→ Problem to work on:
Reproduce the stretch from "--target tractor engine hood" through "136 93 L 145", putting "image" in place of "photo" and keeping everything else the same.

-*-

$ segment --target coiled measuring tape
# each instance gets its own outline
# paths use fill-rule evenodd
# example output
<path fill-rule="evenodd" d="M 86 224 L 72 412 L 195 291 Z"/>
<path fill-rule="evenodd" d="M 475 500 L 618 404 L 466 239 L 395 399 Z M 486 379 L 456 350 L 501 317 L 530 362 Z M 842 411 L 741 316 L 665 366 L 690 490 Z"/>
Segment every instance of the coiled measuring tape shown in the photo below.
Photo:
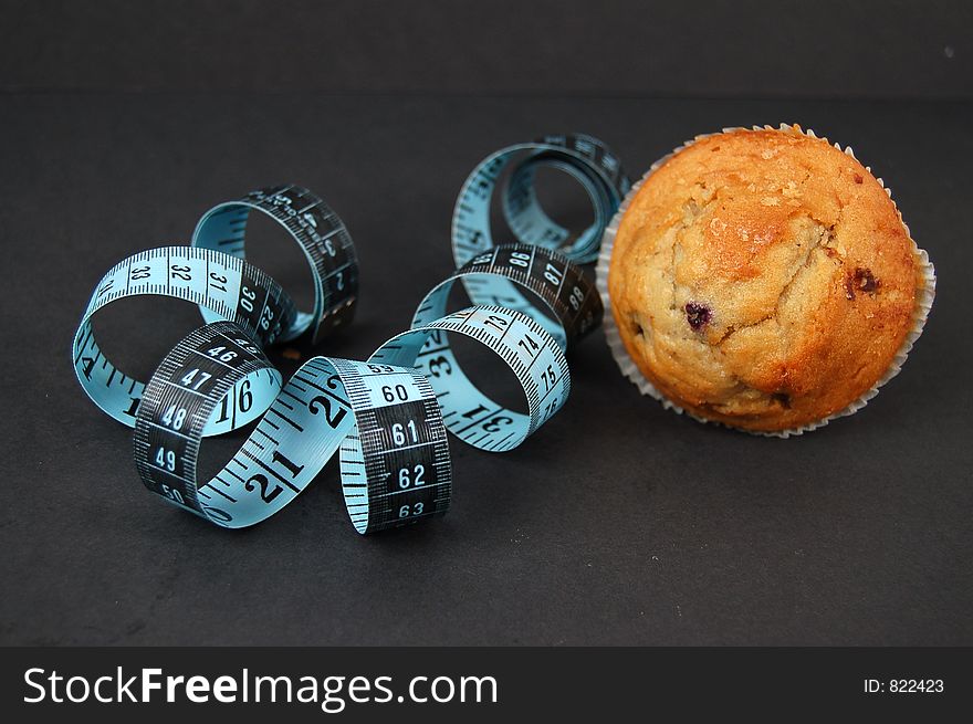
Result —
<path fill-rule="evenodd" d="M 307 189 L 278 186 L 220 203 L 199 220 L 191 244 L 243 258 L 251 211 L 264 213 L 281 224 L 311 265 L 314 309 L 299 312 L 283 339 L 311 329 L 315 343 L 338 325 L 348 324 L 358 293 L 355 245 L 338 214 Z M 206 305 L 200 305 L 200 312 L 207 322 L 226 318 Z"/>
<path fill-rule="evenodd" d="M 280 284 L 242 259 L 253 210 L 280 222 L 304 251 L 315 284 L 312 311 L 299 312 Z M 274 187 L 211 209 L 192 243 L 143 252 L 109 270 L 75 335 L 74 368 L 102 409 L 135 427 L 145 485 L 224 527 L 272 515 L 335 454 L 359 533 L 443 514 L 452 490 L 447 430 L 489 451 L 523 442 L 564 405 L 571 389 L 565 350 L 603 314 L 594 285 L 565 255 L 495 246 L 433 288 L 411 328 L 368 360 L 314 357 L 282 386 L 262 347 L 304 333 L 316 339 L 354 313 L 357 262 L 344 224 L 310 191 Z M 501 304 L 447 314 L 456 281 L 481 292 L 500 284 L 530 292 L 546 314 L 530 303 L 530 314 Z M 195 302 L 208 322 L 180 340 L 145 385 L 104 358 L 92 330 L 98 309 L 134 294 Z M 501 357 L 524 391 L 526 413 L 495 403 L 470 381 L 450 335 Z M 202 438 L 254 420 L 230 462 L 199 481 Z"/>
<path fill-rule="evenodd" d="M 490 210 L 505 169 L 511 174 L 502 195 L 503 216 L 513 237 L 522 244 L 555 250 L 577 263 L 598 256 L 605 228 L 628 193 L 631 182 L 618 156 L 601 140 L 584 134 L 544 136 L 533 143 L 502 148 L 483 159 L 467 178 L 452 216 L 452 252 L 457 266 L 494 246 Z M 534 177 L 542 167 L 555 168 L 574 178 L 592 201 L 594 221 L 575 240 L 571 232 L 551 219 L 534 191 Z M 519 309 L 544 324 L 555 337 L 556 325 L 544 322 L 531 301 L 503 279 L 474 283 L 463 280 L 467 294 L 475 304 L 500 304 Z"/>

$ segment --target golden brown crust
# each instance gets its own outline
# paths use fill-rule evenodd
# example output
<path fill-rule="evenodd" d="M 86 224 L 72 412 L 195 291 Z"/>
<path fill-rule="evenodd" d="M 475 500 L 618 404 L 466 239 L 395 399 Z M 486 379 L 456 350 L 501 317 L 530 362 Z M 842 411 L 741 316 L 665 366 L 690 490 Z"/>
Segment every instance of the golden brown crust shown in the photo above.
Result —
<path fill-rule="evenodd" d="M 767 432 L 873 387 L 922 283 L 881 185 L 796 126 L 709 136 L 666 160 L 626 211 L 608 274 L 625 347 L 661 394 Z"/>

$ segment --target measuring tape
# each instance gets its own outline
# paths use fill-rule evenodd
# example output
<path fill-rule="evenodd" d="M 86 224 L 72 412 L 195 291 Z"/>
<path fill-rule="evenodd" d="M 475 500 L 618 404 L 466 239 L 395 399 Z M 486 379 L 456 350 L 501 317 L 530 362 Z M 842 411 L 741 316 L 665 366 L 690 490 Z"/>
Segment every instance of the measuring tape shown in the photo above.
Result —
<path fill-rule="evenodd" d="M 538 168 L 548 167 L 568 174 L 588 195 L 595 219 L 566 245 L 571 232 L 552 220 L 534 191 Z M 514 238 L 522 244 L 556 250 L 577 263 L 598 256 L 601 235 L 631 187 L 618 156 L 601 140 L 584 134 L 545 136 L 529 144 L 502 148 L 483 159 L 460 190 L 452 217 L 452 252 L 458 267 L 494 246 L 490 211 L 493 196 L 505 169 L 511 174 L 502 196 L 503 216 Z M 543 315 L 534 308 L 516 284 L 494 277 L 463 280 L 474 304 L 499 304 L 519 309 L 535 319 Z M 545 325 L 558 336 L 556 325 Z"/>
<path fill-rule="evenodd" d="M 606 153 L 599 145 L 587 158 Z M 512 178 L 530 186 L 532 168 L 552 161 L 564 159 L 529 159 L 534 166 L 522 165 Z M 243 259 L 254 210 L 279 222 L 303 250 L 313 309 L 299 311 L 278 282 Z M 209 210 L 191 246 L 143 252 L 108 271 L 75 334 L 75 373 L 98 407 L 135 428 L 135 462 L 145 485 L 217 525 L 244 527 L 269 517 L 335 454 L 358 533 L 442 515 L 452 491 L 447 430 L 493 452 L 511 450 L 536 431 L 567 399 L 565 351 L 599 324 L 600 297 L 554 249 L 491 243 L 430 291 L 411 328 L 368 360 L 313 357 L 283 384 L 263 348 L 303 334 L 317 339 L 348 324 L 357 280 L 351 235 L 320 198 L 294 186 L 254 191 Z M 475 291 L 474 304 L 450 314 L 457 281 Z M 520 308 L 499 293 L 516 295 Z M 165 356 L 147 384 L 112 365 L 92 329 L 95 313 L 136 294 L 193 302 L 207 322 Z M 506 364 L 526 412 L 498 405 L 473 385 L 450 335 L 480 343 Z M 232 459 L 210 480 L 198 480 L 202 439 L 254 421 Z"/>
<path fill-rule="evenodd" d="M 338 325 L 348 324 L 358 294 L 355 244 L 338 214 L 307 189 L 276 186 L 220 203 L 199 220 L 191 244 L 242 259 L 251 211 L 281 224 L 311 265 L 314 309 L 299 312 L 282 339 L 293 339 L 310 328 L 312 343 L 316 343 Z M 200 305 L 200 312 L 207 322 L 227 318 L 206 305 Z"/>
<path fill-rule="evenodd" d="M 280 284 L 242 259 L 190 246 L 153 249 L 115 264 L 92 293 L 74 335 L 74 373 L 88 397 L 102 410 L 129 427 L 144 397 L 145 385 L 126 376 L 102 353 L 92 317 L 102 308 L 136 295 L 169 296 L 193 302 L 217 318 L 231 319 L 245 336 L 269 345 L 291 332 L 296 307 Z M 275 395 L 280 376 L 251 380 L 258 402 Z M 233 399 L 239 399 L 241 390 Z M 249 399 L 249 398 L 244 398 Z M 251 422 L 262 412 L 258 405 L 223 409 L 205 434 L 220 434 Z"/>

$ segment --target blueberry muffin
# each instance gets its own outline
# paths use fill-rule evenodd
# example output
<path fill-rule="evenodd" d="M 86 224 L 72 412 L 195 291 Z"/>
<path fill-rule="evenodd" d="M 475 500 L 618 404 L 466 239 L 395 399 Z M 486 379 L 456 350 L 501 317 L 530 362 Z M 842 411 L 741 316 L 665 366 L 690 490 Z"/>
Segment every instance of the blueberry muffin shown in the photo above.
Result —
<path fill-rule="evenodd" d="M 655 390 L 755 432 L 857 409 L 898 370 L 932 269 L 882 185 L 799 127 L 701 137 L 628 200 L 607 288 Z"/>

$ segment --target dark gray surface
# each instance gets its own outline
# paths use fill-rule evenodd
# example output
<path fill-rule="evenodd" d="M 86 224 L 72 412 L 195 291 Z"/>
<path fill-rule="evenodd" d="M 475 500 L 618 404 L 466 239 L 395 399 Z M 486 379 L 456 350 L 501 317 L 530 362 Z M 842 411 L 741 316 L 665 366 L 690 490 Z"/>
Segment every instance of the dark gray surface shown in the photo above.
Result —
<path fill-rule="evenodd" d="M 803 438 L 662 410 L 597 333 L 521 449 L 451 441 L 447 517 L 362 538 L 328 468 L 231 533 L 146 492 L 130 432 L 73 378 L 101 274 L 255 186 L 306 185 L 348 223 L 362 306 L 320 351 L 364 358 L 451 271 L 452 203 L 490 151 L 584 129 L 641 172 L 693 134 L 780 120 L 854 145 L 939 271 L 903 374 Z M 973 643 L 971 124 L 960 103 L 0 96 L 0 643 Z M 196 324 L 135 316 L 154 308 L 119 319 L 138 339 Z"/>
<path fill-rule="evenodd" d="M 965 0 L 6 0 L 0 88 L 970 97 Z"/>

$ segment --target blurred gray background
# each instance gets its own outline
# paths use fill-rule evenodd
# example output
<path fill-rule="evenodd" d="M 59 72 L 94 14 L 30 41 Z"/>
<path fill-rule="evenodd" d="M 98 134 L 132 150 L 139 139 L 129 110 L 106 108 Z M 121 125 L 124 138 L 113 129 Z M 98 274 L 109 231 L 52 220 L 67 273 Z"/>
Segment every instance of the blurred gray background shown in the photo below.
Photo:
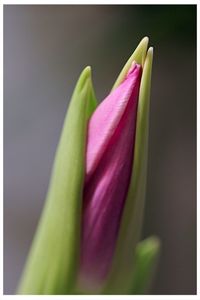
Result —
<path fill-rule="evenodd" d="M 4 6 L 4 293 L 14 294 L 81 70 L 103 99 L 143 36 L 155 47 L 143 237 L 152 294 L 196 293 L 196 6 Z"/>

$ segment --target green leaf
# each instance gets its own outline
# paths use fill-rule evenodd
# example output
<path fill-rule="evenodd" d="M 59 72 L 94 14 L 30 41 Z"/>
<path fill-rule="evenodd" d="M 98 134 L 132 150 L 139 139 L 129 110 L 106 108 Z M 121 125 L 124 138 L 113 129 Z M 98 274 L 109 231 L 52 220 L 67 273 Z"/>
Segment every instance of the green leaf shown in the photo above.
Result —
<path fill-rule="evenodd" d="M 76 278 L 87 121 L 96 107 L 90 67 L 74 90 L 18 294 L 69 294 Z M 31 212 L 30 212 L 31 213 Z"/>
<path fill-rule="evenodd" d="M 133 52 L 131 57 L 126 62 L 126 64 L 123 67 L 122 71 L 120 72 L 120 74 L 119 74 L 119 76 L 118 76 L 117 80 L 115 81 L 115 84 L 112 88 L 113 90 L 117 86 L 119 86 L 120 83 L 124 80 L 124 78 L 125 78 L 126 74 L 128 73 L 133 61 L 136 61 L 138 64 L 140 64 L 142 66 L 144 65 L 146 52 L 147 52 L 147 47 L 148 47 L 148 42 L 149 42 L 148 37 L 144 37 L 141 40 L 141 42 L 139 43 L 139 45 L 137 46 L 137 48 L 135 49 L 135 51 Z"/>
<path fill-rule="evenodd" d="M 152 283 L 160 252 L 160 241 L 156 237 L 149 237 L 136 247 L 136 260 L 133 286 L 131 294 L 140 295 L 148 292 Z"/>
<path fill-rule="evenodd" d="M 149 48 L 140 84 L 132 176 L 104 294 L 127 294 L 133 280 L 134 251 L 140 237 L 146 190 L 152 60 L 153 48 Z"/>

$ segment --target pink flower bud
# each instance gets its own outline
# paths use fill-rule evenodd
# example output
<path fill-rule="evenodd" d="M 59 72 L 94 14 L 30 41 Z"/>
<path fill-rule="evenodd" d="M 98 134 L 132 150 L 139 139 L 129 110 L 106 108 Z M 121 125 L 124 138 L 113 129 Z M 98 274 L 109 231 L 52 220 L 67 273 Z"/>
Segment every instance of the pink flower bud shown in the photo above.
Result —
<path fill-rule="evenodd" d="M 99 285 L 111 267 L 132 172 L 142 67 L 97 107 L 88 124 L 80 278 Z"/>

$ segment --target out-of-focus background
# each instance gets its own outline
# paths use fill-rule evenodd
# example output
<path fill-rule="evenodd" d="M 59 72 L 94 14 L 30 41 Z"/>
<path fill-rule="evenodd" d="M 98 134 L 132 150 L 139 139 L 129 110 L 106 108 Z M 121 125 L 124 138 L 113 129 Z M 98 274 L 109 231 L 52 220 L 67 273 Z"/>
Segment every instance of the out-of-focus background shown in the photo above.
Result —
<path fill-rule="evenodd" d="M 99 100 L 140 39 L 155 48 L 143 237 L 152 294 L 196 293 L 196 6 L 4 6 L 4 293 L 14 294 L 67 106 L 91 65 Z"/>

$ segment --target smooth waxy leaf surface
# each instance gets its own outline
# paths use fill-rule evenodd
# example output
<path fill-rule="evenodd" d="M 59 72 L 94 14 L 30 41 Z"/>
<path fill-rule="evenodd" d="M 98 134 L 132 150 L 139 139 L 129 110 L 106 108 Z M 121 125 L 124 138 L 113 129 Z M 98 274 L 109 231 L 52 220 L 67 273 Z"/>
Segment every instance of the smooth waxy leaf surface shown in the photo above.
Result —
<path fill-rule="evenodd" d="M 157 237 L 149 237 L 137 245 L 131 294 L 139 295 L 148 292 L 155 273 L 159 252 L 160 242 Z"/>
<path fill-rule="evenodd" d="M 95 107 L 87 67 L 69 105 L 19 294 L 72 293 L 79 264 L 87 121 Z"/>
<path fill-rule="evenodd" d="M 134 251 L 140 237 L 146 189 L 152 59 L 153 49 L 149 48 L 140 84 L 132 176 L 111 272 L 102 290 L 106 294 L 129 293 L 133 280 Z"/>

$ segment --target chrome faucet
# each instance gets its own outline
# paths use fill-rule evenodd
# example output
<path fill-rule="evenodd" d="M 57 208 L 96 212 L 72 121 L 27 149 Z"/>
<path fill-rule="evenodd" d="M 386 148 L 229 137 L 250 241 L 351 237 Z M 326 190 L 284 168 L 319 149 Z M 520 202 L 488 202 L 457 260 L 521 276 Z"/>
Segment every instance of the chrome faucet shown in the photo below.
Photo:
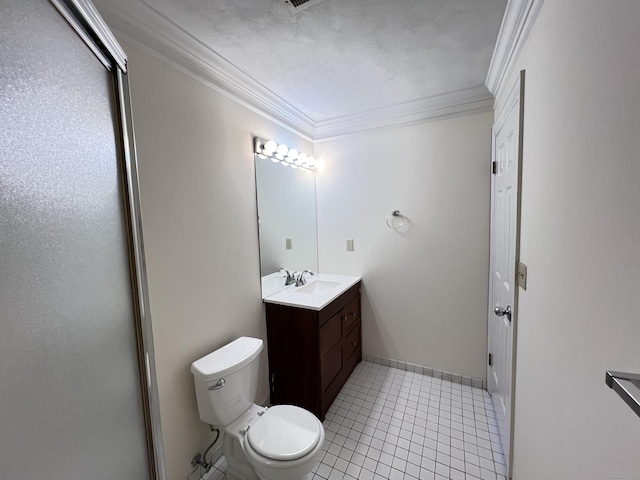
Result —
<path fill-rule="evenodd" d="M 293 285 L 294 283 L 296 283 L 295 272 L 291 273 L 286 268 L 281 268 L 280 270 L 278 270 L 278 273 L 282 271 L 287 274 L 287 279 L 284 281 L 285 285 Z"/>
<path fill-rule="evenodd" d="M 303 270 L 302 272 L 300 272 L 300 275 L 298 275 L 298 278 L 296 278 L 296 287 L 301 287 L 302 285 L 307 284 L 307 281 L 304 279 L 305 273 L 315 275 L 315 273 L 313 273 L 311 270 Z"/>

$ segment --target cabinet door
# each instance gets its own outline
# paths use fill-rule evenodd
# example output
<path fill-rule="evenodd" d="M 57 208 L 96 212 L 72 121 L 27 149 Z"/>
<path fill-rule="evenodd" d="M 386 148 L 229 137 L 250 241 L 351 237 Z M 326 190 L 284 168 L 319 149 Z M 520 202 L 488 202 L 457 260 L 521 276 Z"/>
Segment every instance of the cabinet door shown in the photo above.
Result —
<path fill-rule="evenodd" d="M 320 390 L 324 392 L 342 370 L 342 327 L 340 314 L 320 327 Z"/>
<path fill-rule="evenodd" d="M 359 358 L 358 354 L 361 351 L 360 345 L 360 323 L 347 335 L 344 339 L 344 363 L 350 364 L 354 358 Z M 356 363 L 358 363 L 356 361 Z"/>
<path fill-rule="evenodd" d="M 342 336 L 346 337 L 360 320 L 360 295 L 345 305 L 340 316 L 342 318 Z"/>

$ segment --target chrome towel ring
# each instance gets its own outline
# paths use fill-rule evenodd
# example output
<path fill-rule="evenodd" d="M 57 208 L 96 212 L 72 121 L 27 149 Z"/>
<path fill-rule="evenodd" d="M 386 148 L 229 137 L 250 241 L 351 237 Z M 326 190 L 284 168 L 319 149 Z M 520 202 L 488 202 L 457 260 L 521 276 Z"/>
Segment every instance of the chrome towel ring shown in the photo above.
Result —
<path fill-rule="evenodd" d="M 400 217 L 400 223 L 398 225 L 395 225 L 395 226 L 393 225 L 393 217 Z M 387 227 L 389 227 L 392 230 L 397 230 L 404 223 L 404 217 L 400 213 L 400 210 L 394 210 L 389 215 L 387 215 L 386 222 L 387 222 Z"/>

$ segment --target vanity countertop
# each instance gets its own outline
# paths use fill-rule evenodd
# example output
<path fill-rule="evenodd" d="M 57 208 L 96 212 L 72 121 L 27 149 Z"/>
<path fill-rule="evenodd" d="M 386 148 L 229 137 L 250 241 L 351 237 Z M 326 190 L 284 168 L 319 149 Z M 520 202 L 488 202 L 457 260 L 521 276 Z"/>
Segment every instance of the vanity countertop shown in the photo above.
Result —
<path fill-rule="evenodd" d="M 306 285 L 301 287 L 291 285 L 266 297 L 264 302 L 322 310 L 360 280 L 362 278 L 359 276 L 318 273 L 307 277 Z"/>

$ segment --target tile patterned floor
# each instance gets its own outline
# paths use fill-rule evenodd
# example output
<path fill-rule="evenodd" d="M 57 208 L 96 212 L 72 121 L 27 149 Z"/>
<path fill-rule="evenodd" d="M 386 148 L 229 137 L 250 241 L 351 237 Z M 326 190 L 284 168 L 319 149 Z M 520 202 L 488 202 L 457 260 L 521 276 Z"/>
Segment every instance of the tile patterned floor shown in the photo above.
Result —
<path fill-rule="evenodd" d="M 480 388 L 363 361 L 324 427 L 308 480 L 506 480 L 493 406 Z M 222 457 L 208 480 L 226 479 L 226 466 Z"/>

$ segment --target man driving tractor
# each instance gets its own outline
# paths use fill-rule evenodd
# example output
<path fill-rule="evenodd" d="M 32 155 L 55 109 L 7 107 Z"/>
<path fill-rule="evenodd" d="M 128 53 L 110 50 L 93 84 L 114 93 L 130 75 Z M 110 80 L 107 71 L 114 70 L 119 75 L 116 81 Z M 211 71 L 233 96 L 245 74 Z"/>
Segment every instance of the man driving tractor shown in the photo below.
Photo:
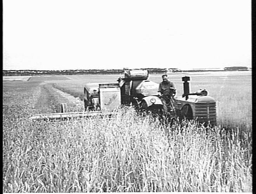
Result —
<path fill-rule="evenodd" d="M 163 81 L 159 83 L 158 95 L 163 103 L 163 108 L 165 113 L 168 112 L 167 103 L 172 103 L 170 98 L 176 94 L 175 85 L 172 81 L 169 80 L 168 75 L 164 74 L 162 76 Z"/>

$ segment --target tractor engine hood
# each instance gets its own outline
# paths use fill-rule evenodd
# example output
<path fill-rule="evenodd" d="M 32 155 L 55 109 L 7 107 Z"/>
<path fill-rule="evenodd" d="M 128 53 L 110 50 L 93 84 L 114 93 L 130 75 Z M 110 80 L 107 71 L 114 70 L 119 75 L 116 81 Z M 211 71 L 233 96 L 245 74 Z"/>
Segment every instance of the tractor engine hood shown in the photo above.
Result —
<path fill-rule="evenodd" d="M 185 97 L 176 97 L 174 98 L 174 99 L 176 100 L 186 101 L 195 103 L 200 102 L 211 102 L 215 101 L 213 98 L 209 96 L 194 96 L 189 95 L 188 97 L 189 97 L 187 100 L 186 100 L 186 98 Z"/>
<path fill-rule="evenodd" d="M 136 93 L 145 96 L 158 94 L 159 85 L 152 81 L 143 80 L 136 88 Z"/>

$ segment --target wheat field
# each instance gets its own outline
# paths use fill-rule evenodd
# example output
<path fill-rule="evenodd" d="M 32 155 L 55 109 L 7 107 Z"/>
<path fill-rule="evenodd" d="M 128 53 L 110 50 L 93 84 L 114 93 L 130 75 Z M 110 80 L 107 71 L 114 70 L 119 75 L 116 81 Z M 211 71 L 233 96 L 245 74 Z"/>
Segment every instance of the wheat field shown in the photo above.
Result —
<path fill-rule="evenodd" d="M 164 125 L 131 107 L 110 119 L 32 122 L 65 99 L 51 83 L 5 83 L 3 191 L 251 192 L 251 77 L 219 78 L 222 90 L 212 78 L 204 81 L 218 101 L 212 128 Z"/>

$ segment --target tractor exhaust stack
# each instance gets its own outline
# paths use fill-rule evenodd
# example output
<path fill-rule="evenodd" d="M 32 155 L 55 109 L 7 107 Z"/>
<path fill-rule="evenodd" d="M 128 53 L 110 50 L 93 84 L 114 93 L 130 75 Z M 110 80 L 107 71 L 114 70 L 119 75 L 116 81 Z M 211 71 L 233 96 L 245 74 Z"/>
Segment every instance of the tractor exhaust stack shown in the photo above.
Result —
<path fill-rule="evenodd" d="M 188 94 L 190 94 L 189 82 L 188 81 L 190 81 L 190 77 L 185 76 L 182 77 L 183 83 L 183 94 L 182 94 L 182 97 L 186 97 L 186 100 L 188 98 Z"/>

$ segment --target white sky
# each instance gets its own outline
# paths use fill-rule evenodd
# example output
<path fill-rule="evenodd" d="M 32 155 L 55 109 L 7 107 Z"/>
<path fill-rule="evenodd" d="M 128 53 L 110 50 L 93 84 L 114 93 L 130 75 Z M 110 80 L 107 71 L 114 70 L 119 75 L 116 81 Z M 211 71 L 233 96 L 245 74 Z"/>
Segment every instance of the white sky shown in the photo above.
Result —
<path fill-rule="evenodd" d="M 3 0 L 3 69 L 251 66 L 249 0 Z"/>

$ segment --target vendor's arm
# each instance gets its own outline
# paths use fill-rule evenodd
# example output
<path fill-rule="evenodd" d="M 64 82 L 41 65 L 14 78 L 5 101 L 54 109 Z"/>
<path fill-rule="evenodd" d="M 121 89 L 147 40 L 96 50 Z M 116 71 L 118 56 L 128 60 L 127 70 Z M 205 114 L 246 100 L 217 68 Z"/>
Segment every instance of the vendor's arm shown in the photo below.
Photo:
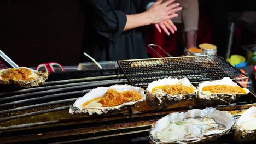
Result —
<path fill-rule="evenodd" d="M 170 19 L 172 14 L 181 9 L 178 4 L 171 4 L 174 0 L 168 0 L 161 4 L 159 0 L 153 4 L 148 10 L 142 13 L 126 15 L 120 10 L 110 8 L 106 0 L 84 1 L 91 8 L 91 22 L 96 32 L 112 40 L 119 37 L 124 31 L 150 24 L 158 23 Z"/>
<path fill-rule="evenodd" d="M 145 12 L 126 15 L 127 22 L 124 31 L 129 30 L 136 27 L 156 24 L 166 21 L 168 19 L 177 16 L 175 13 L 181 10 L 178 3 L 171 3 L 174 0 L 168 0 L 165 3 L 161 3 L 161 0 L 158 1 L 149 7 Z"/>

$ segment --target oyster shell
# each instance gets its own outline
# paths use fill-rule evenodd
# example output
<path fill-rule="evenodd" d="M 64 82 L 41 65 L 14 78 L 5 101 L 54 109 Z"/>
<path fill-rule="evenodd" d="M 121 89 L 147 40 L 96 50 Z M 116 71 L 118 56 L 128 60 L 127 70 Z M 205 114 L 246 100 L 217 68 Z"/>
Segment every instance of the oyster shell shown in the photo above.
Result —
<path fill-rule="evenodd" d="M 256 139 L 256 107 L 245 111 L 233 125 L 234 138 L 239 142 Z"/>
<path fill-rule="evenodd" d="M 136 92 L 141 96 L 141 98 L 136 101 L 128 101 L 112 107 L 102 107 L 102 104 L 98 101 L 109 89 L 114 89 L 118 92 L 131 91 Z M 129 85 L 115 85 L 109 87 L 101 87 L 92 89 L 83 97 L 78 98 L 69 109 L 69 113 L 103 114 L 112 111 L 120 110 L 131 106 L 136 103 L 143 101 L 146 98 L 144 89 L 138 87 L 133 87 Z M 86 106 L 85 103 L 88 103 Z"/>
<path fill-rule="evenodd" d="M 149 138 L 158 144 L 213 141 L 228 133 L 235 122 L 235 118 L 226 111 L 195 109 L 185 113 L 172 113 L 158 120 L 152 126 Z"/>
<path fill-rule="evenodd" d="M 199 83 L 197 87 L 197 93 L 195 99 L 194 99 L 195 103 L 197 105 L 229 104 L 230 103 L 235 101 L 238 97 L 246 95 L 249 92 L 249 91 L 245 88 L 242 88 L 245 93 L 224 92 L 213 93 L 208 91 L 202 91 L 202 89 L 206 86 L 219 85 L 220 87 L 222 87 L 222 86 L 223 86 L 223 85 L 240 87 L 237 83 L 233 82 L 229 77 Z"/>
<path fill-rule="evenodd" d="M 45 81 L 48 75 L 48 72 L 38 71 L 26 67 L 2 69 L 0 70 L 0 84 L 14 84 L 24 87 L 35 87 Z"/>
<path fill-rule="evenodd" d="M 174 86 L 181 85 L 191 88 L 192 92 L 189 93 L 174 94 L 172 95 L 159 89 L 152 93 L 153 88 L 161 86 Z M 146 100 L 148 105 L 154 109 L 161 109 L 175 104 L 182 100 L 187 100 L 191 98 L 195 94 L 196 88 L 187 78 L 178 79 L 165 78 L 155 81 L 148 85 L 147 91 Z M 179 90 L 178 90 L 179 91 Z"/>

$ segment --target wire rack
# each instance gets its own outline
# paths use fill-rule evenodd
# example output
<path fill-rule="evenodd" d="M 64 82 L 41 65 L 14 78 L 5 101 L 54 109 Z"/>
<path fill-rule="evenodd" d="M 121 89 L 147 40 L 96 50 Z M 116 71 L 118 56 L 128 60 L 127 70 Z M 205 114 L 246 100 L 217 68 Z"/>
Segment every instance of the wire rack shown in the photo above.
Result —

-*-

→ Final answer:
$ segment --target tractor engine hood
# each instance gets its own outline
# paths use fill-rule evenodd
# example output
<path fill-rule="evenodd" d="M 32 155 L 55 109 L 7 107 Z"/>
<path fill-rule="evenodd" d="M 128 53 L 110 50 L 93 84 L 114 93 L 130 75 Z M 110 80 L 107 71 L 114 70 L 119 75 L 116 81 Z M 211 71 L 233 96 L 245 74 Z"/>
Segment every instance of the tractor engine hood shown in the image above.
Result —
<path fill-rule="evenodd" d="M 185 97 L 176 97 L 174 98 L 174 99 L 176 100 L 186 101 L 195 103 L 200 102 L 211 102 L 215 101 L 213 98 L 209 96 L 194 96 L 189 95 L 188 97 L 189 97 L 187 100 L 186 100 L 186 98 Z"/>
<path fill-rule="evenodd" d="M 136 93 L 145 96 L 158 94 L 159 85 L 152 81 L 143 80 L 136 88 Z"/>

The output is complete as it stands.